■ Your task ■
The answer must consist of every line in the records below that contains the string "crocodile".

■ Provided information ■

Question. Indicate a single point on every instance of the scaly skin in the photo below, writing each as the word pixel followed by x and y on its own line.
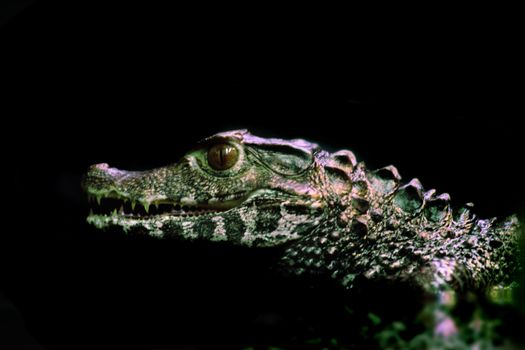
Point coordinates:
pixel 329 213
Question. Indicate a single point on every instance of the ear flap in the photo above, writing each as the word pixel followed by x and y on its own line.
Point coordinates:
pixel 283 159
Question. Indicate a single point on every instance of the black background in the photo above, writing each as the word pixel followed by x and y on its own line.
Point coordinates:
pixel 136 85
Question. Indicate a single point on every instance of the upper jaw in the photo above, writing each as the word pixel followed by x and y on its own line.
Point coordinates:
pixel 115 203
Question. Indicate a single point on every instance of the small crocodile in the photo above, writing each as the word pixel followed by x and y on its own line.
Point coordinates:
pixel 330 214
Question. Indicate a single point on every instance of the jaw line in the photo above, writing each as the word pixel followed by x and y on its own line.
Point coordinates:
pixel 154 222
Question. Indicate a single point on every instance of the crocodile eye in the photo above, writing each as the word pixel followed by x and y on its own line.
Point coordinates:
pixel 222 156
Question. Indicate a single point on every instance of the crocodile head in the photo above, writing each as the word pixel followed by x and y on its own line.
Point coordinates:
pixel 232 186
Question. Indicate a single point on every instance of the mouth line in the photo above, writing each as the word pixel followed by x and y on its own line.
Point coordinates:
pixel 113 205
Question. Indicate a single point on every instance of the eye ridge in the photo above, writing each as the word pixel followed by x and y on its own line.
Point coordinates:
pixel 222 156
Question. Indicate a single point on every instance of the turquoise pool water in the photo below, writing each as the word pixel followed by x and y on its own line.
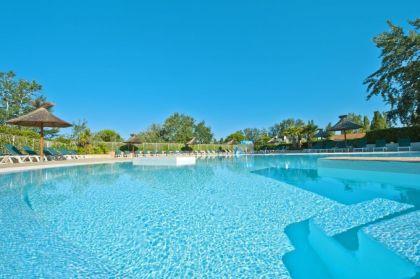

■ Answer for this exercise ■
Question. Indicate a single point on every instance of the small crocodile in the photo above, writing each as the word pixel followed by x and y on its own line.
Question. Indicate a single point on every instance of the crocodile eye in the photo above, writing each as the word pixel followed by x and y on its own line.
Question. Indicate a single point on every instance of the crocodile head in the photo above, writing each as the word pixel followed by x and y on its own line.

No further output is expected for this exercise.